THE TASK – Quote every line below exactly as it reads.

RECORDS SUPPLIED –
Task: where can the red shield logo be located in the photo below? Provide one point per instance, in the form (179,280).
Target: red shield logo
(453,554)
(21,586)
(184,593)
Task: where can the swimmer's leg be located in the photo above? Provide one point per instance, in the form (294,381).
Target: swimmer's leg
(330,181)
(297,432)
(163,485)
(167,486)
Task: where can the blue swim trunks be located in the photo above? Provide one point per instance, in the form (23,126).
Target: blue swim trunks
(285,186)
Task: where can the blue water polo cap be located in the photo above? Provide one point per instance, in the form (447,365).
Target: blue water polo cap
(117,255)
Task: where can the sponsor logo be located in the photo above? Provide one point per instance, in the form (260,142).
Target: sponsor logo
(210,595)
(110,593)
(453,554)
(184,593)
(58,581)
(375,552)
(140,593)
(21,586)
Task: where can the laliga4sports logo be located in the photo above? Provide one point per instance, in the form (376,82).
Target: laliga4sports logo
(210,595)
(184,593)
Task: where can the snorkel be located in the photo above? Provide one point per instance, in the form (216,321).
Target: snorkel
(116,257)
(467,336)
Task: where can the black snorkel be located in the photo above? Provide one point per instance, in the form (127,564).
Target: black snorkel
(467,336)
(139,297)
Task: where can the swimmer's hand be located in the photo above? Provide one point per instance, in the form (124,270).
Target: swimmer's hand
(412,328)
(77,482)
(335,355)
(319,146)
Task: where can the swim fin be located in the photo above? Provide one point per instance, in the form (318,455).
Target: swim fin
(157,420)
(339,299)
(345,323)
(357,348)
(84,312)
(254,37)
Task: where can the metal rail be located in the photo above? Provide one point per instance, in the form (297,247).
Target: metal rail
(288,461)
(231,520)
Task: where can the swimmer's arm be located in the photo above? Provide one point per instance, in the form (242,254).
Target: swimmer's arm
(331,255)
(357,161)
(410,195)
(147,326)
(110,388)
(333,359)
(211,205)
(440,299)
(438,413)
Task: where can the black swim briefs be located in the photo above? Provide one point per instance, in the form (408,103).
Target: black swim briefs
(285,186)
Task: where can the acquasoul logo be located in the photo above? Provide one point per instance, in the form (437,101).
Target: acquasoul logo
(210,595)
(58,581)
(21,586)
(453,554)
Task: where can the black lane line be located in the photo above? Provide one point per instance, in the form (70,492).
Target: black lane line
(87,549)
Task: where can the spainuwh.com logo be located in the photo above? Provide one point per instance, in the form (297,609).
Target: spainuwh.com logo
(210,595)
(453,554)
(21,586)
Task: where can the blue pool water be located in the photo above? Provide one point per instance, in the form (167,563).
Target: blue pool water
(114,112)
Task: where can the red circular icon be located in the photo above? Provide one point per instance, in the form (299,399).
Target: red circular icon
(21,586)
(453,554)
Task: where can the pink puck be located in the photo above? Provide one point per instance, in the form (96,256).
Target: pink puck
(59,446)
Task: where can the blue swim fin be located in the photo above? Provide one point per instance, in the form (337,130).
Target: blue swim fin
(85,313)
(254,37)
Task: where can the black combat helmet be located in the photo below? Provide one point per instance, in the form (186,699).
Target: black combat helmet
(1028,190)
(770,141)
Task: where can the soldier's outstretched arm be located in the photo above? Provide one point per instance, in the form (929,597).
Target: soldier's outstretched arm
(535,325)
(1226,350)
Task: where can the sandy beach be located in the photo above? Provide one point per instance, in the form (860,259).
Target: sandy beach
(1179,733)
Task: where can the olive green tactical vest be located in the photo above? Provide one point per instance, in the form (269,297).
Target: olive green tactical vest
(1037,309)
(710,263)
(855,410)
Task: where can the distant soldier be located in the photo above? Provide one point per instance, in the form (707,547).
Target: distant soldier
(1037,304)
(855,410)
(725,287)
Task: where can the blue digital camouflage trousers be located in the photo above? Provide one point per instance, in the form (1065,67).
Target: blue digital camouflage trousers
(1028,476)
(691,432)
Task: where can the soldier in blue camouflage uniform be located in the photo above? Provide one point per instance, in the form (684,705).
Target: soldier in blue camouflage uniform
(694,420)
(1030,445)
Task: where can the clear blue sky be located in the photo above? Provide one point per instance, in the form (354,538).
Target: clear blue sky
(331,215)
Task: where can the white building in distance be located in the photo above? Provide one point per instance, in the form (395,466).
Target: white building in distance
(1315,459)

CORRECT RESULT –
Task: where can the red shield logo be located in the photo below? Provide one point per instance, in the form (179,280).
Target: red shield logo
(453,554)
(21,586)
(184,593)
Task: where can the swimmer's leg be located in the photo above? Provide one point per instance, in the form (294,381).
Target: swimmer's leg
(330,181)
(297,432)
(163,485)
(167,486)
Task: where can the blue swim trunks be located in the photo above? Provide one point per instance, in the form (23,126).
Target: blue swim trunks
(285,186)
Task: where can the blue water polo cap be located in the photo above? Provide one point per instance, in the form (447,365).
Target: blue water polo cap
(117,255)
Task: where can the sponsor logo be located in the photo above? Provide one point per instance, in the form (260,142).
Target: sponsor logo
(210,595)
(110,593)
(453,554)
(184,593)
(58,581)
(375,552)
(140,593)
(21,586)
Task: where can the laliga4sports logo be located in the photo above? Provide one point per instance, in the form (376,82).
Target: laliga4sports logo
(210,595)
(184,593)
Task: where can the snorkel be located in the photo above? Provide one point per instance, in the form (216,321).
Target: snorkel
(116,257)
(467,336)
Task: where can the black snorkel be located in the photo above? Provide one point per instance, in the form (127,564).
Target: black snorkel
(467,336)
(139,297)
Task: where can the swimmer's hand be located in the photo above? Provide one point per instance, in the form (124,270).
Target: swimmer's hand
(412,328)
(77,482)
(335,355)
(319,146)
Task: where can the swim fin be located in the photo above? Provide one point per instance, in the form (318,455).
Target: swim fin
(157,420)
(339,299)
(345,323)
(357,348)
(84,312)
(254,37)
Task: where can the metal rail be located in the photo above? Provide one point per instance, in the form (297,247).
Target: metal rail
(288,461)
(231,520)
Task: where can the swimmer's arm be located in the photo above? Provide one point per instance, in the form (242,254).
Target: swimmer's arm
(331,255)
(357,161)
(410,195)
(147,326)
(110,388)
(333,359)
(211,205)
(440,299)
(438,413)
Task: where can the black swim briefs be located in the photo above? Provide one point per instance, in the form (408,103).
Target: black swim briefs
(285,186)
Task: where can the acquasoul logo be located in the photo above? Provide one point per instance, in the form (437,101).
Target: acquasoul logo
(210,595)
(58,581)
(21,586)
(453,554)
Task: where can the black lane line be located in the photo above? Provide one point per instance, in the form (70,492).
Target: black lane line
(87,549)
Task: where can the spainuwh.com logo be located in the photo above? Provide one point per instance, in the form (297,609).
Target: spainuwh.com logo
(210,595)
(453,554)
(21,586)
Task: where can the blue pool water be located in the photo above? Provide one point per instance, in the form (167,563).
Target: blue pool water
(114,112)
Task: where can the red circular icon be located in the photo above? Provide one point per instance, in the form (299,399).
Target: red circular icon
(21,586)
(453,554)
Task: where can the pink puck be located in the photo above? Provide one point per instance, in the form (96,256).
Target: pink puck
(59,446)
Task: where can the blue swim fin be located in the photo above? Provide one point per instance, in the form (337,130).
Target: blue swim fin
(85,313)
(254,37)
Task: where can the black combat helmet be located in the photo below? Provide one point per instance, in the form (186,699).
Target: black combat helmet
(1028,190)
(770,141)
Task: where can the soldier's outstretched arm be located in the photo above? Provide one point per instance, in the form (929,597).
Target: soldier's outstretched arm
(535,325)
(1226,350)
Task: where can the sandy beach be located in the photo above? Provide one point per instance, in the form (860,259).
Target: sandy beach
(1179,733)
Task: where can the olive green tactical vest be located in the photo above? Provide one point per instance, in the form (269,297).
Target: olive green tactical vest
(1037,309)
(710,263)
(855,410)
Task: where can the distant soldier be located in the photo above? Provide one point per instance, in the form (707,547).
Target: distant soldier
(1037,304)
(855,410)
(725,287)
Task: where can the blue digital camouflage trousers be located in the photo above? Provide one point per instance, in the form (1065,67).
Target: blue digital camouflage trousers
(1028,476)
(691,432)
Task: where can the soldier in blue camouflage uniform be located in the photo above? Provide one point per instance, in the form (684,705).
Target: soldier in blue camouflage uniform
(694,420)
(1030,445)
Task: where can the clear blue sky be located in the photo above? Provide one point per instance, in the form (354,538).
Target: clear blue sky
(331,215)
Task: where can the white building in distance be located in the photo above? Provide one point per instance, in the form (395,466).
Target: white building in distance
(1315,459)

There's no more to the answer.